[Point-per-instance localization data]

::::::::

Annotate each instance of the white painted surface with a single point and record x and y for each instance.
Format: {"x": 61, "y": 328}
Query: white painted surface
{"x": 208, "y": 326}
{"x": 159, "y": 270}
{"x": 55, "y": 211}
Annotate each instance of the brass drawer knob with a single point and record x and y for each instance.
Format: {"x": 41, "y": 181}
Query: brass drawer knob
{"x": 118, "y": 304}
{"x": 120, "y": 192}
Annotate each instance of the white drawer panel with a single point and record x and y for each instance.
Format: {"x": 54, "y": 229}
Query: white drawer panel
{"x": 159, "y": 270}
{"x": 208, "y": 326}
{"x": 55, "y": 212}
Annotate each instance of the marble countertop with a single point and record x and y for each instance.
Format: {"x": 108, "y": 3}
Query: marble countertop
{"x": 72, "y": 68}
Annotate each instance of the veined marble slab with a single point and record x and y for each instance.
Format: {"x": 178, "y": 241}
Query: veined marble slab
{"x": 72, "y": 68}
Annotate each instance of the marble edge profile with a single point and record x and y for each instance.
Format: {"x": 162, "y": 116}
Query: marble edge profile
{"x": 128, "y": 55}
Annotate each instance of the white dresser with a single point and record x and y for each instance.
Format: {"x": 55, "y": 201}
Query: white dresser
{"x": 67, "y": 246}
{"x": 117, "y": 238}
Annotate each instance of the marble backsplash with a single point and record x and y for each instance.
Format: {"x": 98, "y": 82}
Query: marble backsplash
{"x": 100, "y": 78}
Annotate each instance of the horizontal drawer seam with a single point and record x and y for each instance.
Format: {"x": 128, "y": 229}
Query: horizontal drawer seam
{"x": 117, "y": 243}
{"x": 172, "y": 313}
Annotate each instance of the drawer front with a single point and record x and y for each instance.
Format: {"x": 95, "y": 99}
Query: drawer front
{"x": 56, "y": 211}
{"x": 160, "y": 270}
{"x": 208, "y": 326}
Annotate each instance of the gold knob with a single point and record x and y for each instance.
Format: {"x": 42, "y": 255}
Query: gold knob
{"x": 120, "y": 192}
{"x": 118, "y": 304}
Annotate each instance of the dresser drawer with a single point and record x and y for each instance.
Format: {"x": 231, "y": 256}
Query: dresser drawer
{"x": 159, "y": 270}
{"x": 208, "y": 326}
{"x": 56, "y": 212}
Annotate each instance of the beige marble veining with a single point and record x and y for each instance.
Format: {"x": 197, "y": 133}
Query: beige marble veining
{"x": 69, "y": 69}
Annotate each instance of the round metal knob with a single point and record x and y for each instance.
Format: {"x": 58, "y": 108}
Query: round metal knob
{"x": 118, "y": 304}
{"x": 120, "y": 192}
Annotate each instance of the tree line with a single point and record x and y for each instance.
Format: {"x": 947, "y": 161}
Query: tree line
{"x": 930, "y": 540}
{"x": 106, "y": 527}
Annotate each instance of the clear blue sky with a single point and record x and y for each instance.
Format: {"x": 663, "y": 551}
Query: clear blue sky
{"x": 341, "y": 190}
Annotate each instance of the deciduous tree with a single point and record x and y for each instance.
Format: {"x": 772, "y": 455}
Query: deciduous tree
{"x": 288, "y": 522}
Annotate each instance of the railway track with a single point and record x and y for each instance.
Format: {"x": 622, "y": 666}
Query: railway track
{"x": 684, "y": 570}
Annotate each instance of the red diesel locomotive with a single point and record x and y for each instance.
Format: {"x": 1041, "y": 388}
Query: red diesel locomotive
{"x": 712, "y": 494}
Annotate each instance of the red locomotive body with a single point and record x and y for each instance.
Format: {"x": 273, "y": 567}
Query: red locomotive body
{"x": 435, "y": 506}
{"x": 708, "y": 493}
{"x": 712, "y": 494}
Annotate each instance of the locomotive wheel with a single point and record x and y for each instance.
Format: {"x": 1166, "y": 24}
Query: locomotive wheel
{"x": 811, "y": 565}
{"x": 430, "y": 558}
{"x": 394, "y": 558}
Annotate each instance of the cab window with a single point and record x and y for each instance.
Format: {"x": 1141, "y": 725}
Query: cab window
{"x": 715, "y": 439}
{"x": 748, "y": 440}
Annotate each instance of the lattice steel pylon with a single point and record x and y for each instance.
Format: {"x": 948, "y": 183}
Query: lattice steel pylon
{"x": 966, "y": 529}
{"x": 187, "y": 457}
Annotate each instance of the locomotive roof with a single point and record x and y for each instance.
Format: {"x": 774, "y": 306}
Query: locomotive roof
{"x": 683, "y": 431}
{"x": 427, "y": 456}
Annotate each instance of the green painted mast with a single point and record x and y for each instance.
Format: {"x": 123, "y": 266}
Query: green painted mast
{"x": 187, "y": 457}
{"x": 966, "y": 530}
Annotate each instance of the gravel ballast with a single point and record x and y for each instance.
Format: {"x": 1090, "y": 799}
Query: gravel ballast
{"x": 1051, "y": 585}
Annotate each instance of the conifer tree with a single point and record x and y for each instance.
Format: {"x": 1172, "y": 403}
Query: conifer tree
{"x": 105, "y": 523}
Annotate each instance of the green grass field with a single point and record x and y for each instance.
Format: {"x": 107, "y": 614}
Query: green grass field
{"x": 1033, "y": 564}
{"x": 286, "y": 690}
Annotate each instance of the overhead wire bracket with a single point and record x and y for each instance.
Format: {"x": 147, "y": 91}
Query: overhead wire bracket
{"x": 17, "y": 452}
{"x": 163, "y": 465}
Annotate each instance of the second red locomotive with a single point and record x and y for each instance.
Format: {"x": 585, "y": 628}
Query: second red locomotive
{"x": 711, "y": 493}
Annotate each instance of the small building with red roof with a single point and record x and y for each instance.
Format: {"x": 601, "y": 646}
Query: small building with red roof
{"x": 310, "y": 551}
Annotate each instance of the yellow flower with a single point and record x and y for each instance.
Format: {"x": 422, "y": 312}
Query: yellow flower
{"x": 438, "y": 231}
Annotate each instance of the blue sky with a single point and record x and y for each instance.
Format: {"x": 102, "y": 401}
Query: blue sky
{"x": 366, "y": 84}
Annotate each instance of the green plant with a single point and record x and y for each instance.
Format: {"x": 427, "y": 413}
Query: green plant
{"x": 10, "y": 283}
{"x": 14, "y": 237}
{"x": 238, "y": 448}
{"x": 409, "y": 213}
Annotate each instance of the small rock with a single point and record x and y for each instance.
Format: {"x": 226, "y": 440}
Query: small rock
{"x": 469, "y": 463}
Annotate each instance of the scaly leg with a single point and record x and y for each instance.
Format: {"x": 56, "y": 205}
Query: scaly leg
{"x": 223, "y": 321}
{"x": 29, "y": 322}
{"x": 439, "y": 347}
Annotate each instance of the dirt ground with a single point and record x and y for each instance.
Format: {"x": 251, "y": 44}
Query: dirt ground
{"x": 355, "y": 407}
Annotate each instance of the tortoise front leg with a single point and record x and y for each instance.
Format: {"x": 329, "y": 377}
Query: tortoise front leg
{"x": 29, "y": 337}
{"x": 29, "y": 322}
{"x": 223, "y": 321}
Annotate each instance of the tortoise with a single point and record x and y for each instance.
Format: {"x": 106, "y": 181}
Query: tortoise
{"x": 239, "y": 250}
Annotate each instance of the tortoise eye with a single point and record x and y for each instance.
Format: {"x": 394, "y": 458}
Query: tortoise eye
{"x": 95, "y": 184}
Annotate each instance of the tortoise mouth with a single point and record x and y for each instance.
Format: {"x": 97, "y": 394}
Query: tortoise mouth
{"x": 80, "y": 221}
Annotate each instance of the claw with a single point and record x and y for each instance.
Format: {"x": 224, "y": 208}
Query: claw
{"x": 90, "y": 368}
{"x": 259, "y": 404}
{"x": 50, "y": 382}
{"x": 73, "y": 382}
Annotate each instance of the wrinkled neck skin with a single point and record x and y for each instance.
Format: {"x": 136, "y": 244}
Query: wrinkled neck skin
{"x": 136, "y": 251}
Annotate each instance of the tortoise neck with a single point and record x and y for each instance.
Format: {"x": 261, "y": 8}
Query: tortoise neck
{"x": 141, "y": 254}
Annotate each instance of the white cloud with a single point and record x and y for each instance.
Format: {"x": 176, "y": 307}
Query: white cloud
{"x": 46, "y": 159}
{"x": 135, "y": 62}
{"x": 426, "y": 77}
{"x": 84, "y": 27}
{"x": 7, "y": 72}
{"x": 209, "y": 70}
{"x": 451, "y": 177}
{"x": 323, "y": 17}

::::::::

◆ EXERCISE GOAL ◆
Make an exact copy of every line from the one with "Annotate each instance of the white cloud" to the end of the data, with the first and last of those lines included.

◆ WRITTEN REPLY ◆
Annotate each instance of the white cloud with a single point and record x and y for each instance.
Format: {"x": 176, "y": 307}
Query: white cloud
{"x": 46, "y": 159}
{"x": 135, "y": 62}
{"x": 426, "y": 77}
{"x": 84, "y": 27}
{"x": 7, "y": 72}
{"x": 209, "y": 70}
{"x": 451, "y": 177}
{"x": 323, "y": 17}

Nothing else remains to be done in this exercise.